[Request] Report each line of the records that contains the word "plant", copying each line in full.

[Records]
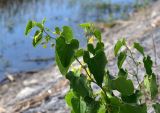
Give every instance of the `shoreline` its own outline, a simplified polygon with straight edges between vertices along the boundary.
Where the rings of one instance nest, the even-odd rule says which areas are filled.
[[[113,28],[106,28],[103,24],[99,24],[99,27],[104,30],[102,37],[105,41],[109,68],[114,73],[117,73],[117,67],[115,66],[116,59],[112,54],[113,45],[120,37],[125,37],[129,44],[139,41],[145,47],[145,52],[154,60],[152,34],[154,34],[156,48],[160,47],[160,19],[157,19],[160,18],[159,5],[160,1],[148,6],[148,9],[134,13],[128,21],[118,22]],[[152,24],[156,27],[153,27]],[[136,54],[136,56],[140,58],[139,55]],[[160,51],[157,51],[157,56],[159,56],[157,58],[159,64]],[[128,66],[128,64],[124,65]],[[159,66],[154,68],[154,71],[160,80]],[[143,75],[143,70],[140,70],[140,75]],[[14,113],[15,111],[17,113],[42,111],[68,113],[69,110],[64,102],[67,91],[68,81],[59,73],[55,65],[36,72],[19,73],[17,77],[15,75],[15,81],[0,85],[0,109],[3,108],[4,113]],[[160,98],[157,100],[160,101]]]

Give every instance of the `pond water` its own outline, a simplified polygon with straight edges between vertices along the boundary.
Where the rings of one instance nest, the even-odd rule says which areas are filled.
[[[3,1],[3,0],[2,0]],[[10,1],[10,0],[9,0]],[[14,2],[15,1],[15,2]],[[79,23],[88,21],[107,21],[109,12],[113,17],[123,18],[123,14],[133,11],[135,0],[112,0],[115,5],[108,10],[107,3],[111,0],[12,0],[0,5],[0,80],[6,73],[36,70],[54,63],[54,50],[42,47],[33,48],[32,37],[25,38],[24,30],[29,19],[41,21],[47,18],[46,26],[70,25],[75,37],[84,46],[85,39]],[[130,7],[130,8],[128,8]],[[123,17],[121,17],[123,15]],[[48,59],[36,60],[33,59]]]

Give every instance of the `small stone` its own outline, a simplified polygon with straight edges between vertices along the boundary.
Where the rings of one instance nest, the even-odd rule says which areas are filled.
[[[32,96],[33,94],[35,94],[38,90],[39,90],[39,88],[26,87],[26,88],[22,89],[17,94],[16,98],[19,99],[19,100],[27,98],[27,97]]]
[[[30,86],[30,85],[35,85],[35,84],[38,84],[38,80],[36,80],[36,79],[25,80],[25,81],[23,82],[23,85],[24,85],[24,86]]]

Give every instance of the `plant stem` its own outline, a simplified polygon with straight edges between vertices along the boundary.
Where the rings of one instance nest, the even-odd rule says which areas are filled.
[[[133,57],[133,53],[132,53],[132,51],[129,49],[129,47],[126,45],[126,48],[127,48],[127,50],[129,51],[129,53],[130,53],[130,55],[131,56],[129,56],[131,59],[132,59],[132,61],[134,62],[134,64],[135,64],[135,66],[136,66],[136,73],[135,73],[135,77],[136,77],[136,79],[137,79],[137,82],[138,82],[138,85],[139,85],[139,87],[140,87],[140,90],[142,89],[141,88],[141,84],[140,84],[140,81],[139,81],[139,79],[138,79],[138,63],[135,61],[135,59],[134,59],[134,57]]]
[[[87,74],[88,77],[91,79],[91,81],[92,81],[93,83],[95,83],[96,85],[98,85],[98,83],[97,83],[97,82],[91,77],[91,75],[88,73],[86,67],[80,62],[80,60],[79,60],[76,56],[74,56],[74,57],[75,57],[76,61],[77,61],[77,62],[82,66],[82,68],[85,70],[86,74]],[[104,89],[102,86],[100,86],[100,85],[98,85],[98,86],[101,88],[101,90],[104,92],[104,94],[105,94],[105,96],[106,96],[106,98],[107,98],[107,94],[106,94],[105,89]]]
[[[55,40],[55,38],[54,38],[54,37],[52,37],[51,35],[49,35],[49,34],[47,33],[47,31],[45,31],[45,29],[44,29],[43,31],[44,31],[44,33],[46,33],[46,35],[47,35],[47,36],[49,36],[50,38],[52,38],[52,39],[54,39],[54,40]]]

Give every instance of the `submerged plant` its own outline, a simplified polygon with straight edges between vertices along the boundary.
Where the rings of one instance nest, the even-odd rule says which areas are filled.
[[[160,113],[160,104],[156,101],[158,86],[156,75],[152,70],[153,62],[139,43],[135,42],[133,49],[143,57],[141,64],[144,66],[145,76],[142,81],[139,80],[140,63],[134,58],[134,53],[125,39],[118,40],[114,47],[119,72],[113,76],[111,70],[107,68],[108,60],[101,32],[93,24],[80,24],[88,39],[87,46],[83,49],[79,47],[79,41],[74,38],[69,26],[64,26],[62,30],[56,27],[53,32],[45,28],[44,23],[45,20],[29,21],[25,34],[28,35],[32,28],[37,27],[33,46],[42,44],[46,47],[51,42],[55,48],[56,64],[61,74],[70,81],[70,90],[65,100],[71,113],[147,113],[149,109],[147,96],[150,97],[155,112]],[[133,61],[134,73],[124,68],[126,59]],[[71,69],[74,62],[77,62],[80,68]],[[135,87],[133,81],[129,79],[131,75],[136,78],[138,87]],[[93,86],[97,86],[98,89]]]

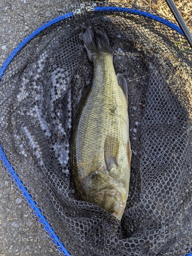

[Written response]
Give every instance of the `plant stem` its own outline, a simplified polygon with straight edges between vertices along the boundary.
Give every instance of the `submerged plant` its own outline, a simplified polygon with straight edges between vertices along the boundary.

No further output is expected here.